Supplied passage:

Editor’s note: This is a two-part guest perspective written by Minneapolis attorney Brian N. Larson on the impact of the Justice Department’s antitrust lawsuit against the National Association of Realtors trade group. See Part 2.
Real estate brokerages and multiple listing services have no clearer guidance today in online brokerage than they did four years ago, despite years of National Association of Realtors policymaking and the Justice Department’s lawsuit against the trade group.
The early days of the virtual office Web site debate were typified by fairly open and vigorous discussions. NAR policymaking muddled things quite a bit and brought the attention of the federal government. Right now, the NAR/DOJ lawsuit is the thing, and the industry stands to lose regardless of the outcome.
The potential consequences are grave, but MLSs and brokers might be able to do something about it. They should 1) look back at how the issues arose in the first place, 2) consider the consequences of a continued lack of clarity regarding online brokerage, and 3) engage in constructive discussions to resolve the issues without regard to the NAR/DOJ spat. Part one of this guest opinion sets out after the first of these objectives, and Part 2 will cover the second and third.
The early days
Four years ago, NAR launched its first effort to regulate what were then called virtual office Web sites, VOWs. VOWs were around for years before that, though. At least as far back as 1998, a broker in Minneapolis operated a Web site where he displayed the entire MLS listing inventory to consumers who became his clients online. At the time, I managed the MLS in the Twin Cities. We examined what the broker was doing and realized that we should not attempt to prevent him from delivering brokerage services online. In short, our lawyers told us we could not dictate the medium in which a participating broker delivered his services.
However, we could insist that he live up to the same professional standards as all other brokers, and that he show his client information relating only to properties which 1) he believed the client had or was likely to have an interest in purchasing, and 2) he believed the client had the means to purchase. To us, it seemed clear in the MLS offer of compensation and the MLS policies governing reproduction of listings that cooperating brokers may show listings only to potential buyers who were willing and able to purchase them. At the very least, we told our VOW broker, he would have to ask his client what she was looking for and how she would pay for it. We also demanded that the broker verify the e-mail address or some other means of contacting the client. We never adopted a “VOW policy.” We believed these requirements to exist in our MLS rules, the VOW-operating brokers involved did not complain, and we never had any serious trouble with VOWs after that.
VOWs may have played a role in our decision to adopt IDX, the means by which brokers are allowed to advertise each other’s listings on their Web sites. Some folks thought that IDX would steal the thunder of VOWs, because IDX allowed consumers to see almost all the listings without having to register. Folks generally believed, and rightly, as it turns out, that consumers would rather have a little less information if they can be excused from providing personal information up-front. IDX did not precipitate VOWs and online referral models; quite the contrary – IDX was our first reaction to VOWs. It proved to be an effective one, making VOWs less attractive without prohibiting them.
But from the beginning, we struggled with the dividing line between advertising and online brokerage. IDX was advertising, no doubt, because it involved showing a great quantity of listings to anyone interested in seeing them on the Internet. This is really no different than showing the listings in a newspaper ad or in the window of your brokerage firm office. Because you need a listing broker’s permission to advertise her listings, IDXhad to provide an opt-out for listing brokers.

Instructions:
1) According to the online brokerage commentary, what was the Twin Cities MLS's first reaction to VOWs?
2) Reproduce word for word the part of the online brokerage commentary starting with "Editor’s note: This" and going on through "of the outcome.".
3) Based on the online brokerage commentary, decide whether each statement is true, and quote the words that settle it: (a) NAR's first effort to regulate virtual office Web sites began four years ago. (b) The Twin Cities MLS adopted a formal VOW policy. (c) IDX required consumers to register before they could see listings.

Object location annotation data
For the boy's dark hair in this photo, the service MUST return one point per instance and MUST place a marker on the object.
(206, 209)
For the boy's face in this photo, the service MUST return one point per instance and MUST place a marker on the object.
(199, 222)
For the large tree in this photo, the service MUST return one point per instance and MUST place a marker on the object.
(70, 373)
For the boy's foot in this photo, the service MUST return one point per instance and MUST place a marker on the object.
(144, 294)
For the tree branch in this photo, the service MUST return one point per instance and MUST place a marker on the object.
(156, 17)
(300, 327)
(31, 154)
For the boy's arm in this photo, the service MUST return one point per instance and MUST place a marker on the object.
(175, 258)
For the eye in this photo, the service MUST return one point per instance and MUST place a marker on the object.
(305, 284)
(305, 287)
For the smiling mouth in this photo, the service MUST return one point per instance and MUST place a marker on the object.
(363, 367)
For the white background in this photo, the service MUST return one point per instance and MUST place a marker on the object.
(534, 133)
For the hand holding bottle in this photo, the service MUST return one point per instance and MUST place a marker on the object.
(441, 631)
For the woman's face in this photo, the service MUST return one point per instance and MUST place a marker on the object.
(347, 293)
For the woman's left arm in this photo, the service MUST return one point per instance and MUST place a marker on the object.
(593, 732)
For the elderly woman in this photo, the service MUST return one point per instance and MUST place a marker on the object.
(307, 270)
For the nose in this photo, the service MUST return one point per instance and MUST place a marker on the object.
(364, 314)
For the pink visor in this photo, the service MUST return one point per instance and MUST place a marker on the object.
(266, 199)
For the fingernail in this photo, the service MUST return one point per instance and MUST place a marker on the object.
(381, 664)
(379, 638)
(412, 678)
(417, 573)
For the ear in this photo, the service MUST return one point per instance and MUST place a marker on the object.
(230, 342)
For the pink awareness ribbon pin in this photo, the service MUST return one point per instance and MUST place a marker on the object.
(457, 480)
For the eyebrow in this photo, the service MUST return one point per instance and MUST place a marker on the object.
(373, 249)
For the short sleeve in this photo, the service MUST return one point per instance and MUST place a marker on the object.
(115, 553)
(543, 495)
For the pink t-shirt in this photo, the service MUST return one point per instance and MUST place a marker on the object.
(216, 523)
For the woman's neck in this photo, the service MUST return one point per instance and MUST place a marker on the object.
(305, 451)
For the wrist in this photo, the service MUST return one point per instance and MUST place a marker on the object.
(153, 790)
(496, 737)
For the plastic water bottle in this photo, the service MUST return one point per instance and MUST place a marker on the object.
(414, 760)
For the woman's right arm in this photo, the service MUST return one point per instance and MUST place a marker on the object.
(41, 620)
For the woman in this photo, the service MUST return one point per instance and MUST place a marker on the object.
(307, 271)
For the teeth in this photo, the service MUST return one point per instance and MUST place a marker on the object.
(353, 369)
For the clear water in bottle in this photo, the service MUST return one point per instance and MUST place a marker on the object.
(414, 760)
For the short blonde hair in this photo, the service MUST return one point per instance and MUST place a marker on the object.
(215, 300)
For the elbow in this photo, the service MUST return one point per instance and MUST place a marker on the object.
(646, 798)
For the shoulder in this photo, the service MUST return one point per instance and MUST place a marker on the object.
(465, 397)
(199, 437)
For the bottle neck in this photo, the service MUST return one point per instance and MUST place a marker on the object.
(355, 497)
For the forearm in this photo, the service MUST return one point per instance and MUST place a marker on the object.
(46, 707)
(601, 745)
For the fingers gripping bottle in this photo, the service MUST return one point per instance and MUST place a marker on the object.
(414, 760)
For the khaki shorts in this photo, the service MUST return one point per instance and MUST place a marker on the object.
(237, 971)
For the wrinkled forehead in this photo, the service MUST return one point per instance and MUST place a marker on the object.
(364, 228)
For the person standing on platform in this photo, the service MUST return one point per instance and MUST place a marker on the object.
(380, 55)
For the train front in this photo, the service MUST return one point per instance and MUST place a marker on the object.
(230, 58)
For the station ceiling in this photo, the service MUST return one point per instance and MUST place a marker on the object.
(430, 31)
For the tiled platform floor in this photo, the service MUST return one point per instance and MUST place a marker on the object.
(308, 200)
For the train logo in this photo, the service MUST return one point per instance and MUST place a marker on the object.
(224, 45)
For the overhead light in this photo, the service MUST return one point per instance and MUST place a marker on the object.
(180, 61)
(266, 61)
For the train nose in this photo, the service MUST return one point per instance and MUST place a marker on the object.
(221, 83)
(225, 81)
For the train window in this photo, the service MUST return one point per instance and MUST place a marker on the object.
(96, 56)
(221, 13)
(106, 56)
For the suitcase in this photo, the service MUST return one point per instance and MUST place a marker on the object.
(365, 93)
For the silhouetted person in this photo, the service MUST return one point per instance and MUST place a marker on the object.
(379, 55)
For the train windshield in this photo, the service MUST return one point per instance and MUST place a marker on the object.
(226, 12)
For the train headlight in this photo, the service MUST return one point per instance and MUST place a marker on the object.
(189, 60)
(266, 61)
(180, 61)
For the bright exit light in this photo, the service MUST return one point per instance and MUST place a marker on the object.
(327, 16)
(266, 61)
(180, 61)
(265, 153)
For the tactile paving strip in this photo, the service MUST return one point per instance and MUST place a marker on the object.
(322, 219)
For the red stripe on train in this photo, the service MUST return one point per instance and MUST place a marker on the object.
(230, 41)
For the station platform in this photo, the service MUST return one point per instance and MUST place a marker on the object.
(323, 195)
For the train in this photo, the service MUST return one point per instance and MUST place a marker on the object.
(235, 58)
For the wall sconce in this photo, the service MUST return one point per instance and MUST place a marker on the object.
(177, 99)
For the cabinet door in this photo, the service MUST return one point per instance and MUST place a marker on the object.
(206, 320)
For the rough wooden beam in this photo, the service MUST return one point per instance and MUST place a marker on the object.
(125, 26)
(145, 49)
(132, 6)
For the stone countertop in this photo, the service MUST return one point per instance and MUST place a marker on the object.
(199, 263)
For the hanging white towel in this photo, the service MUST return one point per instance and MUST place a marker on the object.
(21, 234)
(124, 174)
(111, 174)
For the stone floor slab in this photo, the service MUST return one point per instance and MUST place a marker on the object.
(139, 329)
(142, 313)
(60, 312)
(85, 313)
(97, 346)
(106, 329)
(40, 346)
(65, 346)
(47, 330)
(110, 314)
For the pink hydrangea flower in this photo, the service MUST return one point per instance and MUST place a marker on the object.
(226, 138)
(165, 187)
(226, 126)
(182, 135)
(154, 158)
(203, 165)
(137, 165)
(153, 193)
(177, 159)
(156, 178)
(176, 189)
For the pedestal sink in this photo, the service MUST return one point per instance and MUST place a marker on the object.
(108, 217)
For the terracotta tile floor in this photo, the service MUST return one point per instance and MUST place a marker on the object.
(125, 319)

Outputs in order:
1) IDX was its first reaction to VOWs.

2)
Editor’s note: This is a two-part guest perspective written by Minneapolis attorney Brian N. Larson on the impact of the Justice Department’s antitrust lawsuit against the National Association of Realtors trade group. See Part 2.
Real estate brokerages and multiple listing services have no clearer guidance today in online brokerage than they did four years ago, despite years of National Association of Realtors policymaking and the Justice Department’s lawsuit against the trade group.
The early days of the virtual office Web site debate were typified by fairly open and vigorous discussions. NAR policymaking muddled things quite a bit and brought the attention of the federal government. Right now, the NAR/DOJ lawsuit is the thing, and the industry stands to lose regardless of the outcome.

3)
(a) Yes: "Four years ago, NAR launched its first effort to regulate what were then called virtual office Web sites, VOWs."
(b) No: "We never adopted a “VOW policy.”"
(c) No: "IDX allowed consumers to see almost all the listings without having to register."